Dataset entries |

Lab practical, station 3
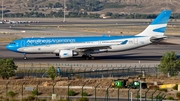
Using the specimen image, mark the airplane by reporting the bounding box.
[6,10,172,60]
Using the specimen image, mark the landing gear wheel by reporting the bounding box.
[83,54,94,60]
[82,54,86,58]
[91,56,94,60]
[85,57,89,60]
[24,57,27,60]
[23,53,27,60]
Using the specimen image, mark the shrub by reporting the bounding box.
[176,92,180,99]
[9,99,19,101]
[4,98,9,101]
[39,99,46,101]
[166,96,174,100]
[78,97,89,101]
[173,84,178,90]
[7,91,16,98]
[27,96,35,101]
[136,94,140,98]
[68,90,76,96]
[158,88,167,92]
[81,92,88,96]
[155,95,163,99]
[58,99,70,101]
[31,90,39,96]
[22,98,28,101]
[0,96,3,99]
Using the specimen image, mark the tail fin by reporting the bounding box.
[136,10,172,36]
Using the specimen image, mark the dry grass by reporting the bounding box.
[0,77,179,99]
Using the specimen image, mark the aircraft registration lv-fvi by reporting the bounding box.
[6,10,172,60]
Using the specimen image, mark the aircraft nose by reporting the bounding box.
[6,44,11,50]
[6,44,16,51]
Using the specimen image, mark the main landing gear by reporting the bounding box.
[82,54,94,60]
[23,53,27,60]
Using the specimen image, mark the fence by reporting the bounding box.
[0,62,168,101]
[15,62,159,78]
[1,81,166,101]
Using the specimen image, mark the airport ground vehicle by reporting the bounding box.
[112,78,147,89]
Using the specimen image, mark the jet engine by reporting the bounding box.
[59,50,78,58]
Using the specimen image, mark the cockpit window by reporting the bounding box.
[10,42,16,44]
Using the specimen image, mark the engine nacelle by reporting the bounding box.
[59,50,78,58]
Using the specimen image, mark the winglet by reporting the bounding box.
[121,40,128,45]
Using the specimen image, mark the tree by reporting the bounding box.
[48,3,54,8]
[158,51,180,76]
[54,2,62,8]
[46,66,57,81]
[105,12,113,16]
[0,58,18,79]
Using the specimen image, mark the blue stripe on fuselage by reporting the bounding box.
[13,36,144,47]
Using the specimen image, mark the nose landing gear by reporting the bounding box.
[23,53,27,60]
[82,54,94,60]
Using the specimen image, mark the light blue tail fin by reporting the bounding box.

Task prompt | Transcribe the data completely. No pictures should appear in the transcription.

Exercise output |
Lab practical, station 3
Using the specimen image, mark the airplane by reporting the bounding box.
[6,10,172,60]
Using the specimen image, mark the landing gear wheel by reporting the bounding box.
[83,54,94,60]
[82,54,86,58]
[91,56,94,60]
[85,57,89,60]
[24,57,27,60]
[23,53,27,60]
Using the specimen image, mark the shrub by reporting the bounding box.
[176,92,180,99]
[9,99,19,101]
[4,98,9,101]
[39,99,46,101]
[166,96,174,100]
[78,97,89,101]
[173,84,178,90]
[7,91,16,98]
[27,96,35,101]
[136,94,140,98]
[68,90,76,96]
[158,88,167,92]
[81,92,88,96]
[155,95,163,99]
[58,99,70,101]
[31,90,39,96]
[22,98,28,101]
[0,96,3,99]
Using the specimen image, mark the tail fin by reporting the bounding box.
[136,10,172,36]
Using the specimen image, mark the dry grass by reporting the bounding box.
[0,77,179,99]
Using the specimen image, mark the aircraft registration lv-fvi by reporting the bounding box.
[6,10,172,60]
Using the specimen image, mark the aircraft nose by reporting the bounding box.
[6,44,11,50]
[6,44,16,51]
Using the specimen image, mark the main landing gear by reporting the bounding box.
[82,54,94,60]
[23,53,27,60]
Using the specimen image, mark the fence by reporting the bounding box.
[0,62,168,101]
[15,62,159,78]
[1,81,166,101]
Using the specimen image, mark the airport ground vehicle by reporting the bounding box.
[112,78,147,89]
Using the specimen image, mark the jet engine by reporting the bounding box.
[59,50,78,58]
Using the specimen image, mark the cockpit window by reporting the bounding box.
[10,42,16,44]
Using the specimen image, mark the engine nacelle by reporting the bounding box.
[59,50,78,58]
Using the specimen image, mark the winglet by reporting the bounding box.
[121,40,128,45]
Using the specimen image, mark the tree by reporting the bounding box.
[48,3,54,8]
[158,51,180,76]
[54,2,62,8]
[46,66,57,81]
[105,12,113,16]
[0,58,18,79]
Using the specimen image, mark the blue stripe on fuselage by reporting the bounding box.
[13,36,144,47]
Using the specimen image, mark the nose landing gear by reporting the bounding box.
[23,53,27,60]
[82,54,94,60]
Using the specimen image, mark the light blue tail fin by reporting the bounding box.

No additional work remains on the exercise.